> [TASK ITEM] Could you transcribe each entry below exactly, minus the images?

> [Dataset entries]
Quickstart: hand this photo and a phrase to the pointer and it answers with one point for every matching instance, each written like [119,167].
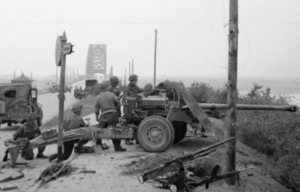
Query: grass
[273,133]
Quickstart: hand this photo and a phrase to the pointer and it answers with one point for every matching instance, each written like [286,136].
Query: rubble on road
[10,174]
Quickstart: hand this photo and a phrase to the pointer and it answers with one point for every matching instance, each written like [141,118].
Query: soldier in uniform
[30,130]
[72,122]
[114,82]
[130,91]
[147,90]
[107,103]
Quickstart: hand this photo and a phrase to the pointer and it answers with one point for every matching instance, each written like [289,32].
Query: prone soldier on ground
[30,130]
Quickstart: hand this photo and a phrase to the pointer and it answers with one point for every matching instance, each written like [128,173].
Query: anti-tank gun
[162,118]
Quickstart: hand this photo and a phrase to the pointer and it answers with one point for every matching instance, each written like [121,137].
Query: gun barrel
[290,108]
[209,148]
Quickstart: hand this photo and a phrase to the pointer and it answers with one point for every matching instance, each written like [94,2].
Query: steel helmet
[148,87]
[77,108]
[133,77]
[113,79]
[104,85]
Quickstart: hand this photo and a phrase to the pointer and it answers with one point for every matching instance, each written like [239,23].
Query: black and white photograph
[149,96]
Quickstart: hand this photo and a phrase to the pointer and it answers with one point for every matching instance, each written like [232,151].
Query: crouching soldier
[30,130]
[72,122]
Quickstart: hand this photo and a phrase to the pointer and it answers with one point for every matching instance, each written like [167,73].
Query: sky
[192,36]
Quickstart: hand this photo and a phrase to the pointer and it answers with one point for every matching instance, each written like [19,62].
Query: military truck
[18,102]
[162,118]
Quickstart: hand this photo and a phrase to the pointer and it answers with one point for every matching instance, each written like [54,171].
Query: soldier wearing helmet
[131,90]
[114,82]
[147,90]
[108,103]
[30,130]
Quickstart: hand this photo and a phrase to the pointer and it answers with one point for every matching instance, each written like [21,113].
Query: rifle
[172,172]
[215,177]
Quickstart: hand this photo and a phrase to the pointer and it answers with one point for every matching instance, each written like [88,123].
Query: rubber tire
[167,129]
[39,120]
[180,129]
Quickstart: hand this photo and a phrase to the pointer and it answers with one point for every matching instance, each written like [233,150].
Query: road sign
[58,51]
[68,49]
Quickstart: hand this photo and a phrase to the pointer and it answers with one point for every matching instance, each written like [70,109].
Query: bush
[274,133]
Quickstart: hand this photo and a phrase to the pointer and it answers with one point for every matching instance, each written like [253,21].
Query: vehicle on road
[53,88]
[18,102]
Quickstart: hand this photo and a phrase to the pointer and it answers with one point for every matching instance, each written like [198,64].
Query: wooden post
[132,66]
[61,100]
[56,75]
[155,46]
[129,71]
[232,89]
[125,77]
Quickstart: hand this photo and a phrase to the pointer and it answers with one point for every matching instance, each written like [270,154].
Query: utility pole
[132,66]
[155,45]
[56,75]
[125,78]
[62,49]
[77,73]
[232,89]
[129,69]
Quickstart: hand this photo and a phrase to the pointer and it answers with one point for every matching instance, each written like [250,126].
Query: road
[107,168]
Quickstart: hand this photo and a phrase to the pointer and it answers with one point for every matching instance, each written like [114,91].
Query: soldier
[70,123]
[131,90]
[114,82]
[107,103]
[147,90]
[30,130]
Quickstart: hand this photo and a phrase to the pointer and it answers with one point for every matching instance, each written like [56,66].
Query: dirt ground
[118,171]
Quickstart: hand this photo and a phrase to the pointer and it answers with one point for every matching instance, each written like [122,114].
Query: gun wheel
[155,134]
[180,130]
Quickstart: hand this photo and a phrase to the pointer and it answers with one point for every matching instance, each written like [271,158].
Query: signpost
[62,49]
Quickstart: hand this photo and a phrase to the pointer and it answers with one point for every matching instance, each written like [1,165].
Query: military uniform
[130,91]
[71,123]
[108,103]
[146,91]
[113,88]
[29,130]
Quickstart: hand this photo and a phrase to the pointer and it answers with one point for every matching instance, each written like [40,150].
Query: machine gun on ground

> [ANSWER TO THIS TASK]
Quickstart: hand this photo and a phrase to the pointer and it answers with one point for every matching instance, each written like [119,167].
Query: grass
[273,133]
Quickstart: hand this photo and a phrase to the pointer and it answers with one point for every matching instance, each written like [286,136].
Query: rubble on road
[10,174]
Quickstart: hand this photo and a phrase to the pointer and it answers with one point for every matching instance, each written like [141,118].
Query: soldier in uniform
[30,130]
[72,122]
[114,82]
[130,91]
[147,90]
[107,103]
Quickstart: hand this photo and a phrase to the pointer and it answers with one point for every matching instance, each written like [289,32].
Query: prone soldier on ground
[30,130]
Quickstart: hand this photo and a phrase to the pointer and it answers with one point for every matching instance, each written like [128,173].
Query: anti-tank gun
[162,118]
Quickstart: hand this photo and a phrase to the pointer and it answers with one point for every matching instance, each written like [121,137].
Query: gun barrel
[290,108]
[209,148]
Quickstart: hand this photo and a phrase to the pointer and it answers with one point for every matching instance, each written like [94,2].
Query: steel helmet
[148,87]
[77,108]
[133,77]
[113,79]
[104,85]
Quickstart: hand this photo and a phrase to the pointer and it answers with one point for every matching instance, each written like [239,23].
Query: black and white photograph
[149,96]
Quickstart: hand this photo and a phrase to the pointer and it answers with one point for every matching instance, each written like [232,151].
Query: crouching soldier
[30,130]
[72,122]
Quickstart: hand this photo and a phrase to the pointer and it answers with one point for every matching instance, each written like [167,73].
Query: sky
[192,36]
Quickstart: hand this photo and a phrase to the pointer and it answers with one point for every matching instance, each written like [19,62].
Query: military truck
[18,102]
[162,118]
Quickstart: hand this photo and a phrase to the pointer and it answers with one point for every matching instance, each written like [54,171].
Query: soldier wearing helmet
[131,90]
[114,82]
[147,90]
[108,103]
[30,130]
Quickstart: hand this photo and a phrase to the pointer and it answers with one point for every matching instance, each written like [21,113].
Query: rifle
[172,172]
[215,177]
Quickstart: hand this photo and a phrase to the pointer and it answers with one point for every matching instance, each written like [88,123].
Query: rubber tire
[167,129]
[39,120]
[180,129]
Quickstart: hand this photo and a phrase to the pointer and it answers with one point for every matching instance, each written like [233,150].
Query: road sign
[58,51]
[68,49]
Quickstart: hand this photo and a phrase to the pointer and it answers with one point for every matching instance, each written like [70,109].
Query: bush
[274,133]
Quickstart: hand this photo and a phrase to the pointer and it answers with one point for every matching instance, each written like [253,21].
Query: vehicle on road
[53,88]
[18,102]
Quickstart: hand this photo and a phrase to the pointer and it answers with one point for every matching instance, each written like [198,64].
Query: wooden post
[132,66]
[61,100]
[56,75]
[155,46]
[129,71]
[232,89]
[125,77]
Quickstart: hand this photo and a phrase to the pointer and it answers with one point for every matching instance, each written like [270,154].
Query: utility pole
[132,66]
[155,45]
[56,75]
[125,78]
[62,49]
[77,73]
[232,89]
[129,69]
Quickstart: hand this photo and a phrase to the pointer and it answers with one point for every matching instance, each written like [250,126].
Query: road
[107,168]
Quickstart: hand this photo and a phrase to the pointer and it answers with one point for every matching instance, each written like [114,91].
Query: soldier
[70,123]
[131,90]
[114,82]
[107,103]
[147,90]
[30,130]
Quickstart: hand this photo and a phrase to the pointer and it answers with one point for every matching instance, each written like [56,66].
Query: dirt ground
[118,171]
Quickstart: hand this photo and a phrase to the pointer and it answers with one point for every matching instance, each written like [122,114].
Query: gun wheel
[155,134]
[180,130]
Quickstart: hand this photo and a phrase to the pointer and it answers with one point for every matching instance, each written like [271,158].
Query: signpost
[62,49]
Quickstart: hand this photo and a phrase to the pointer and it answers with one point for every matching instance, each written like [1,165].
Query: military uniform
[130,91]
[71,123]
[108,103]
[146,91]
[113,88]
[29,130]
Quickstart: hand this photo and a phrase to the pointer and it answers with one point for every matching instance, each written like [40,150].
Query: machine gun on ground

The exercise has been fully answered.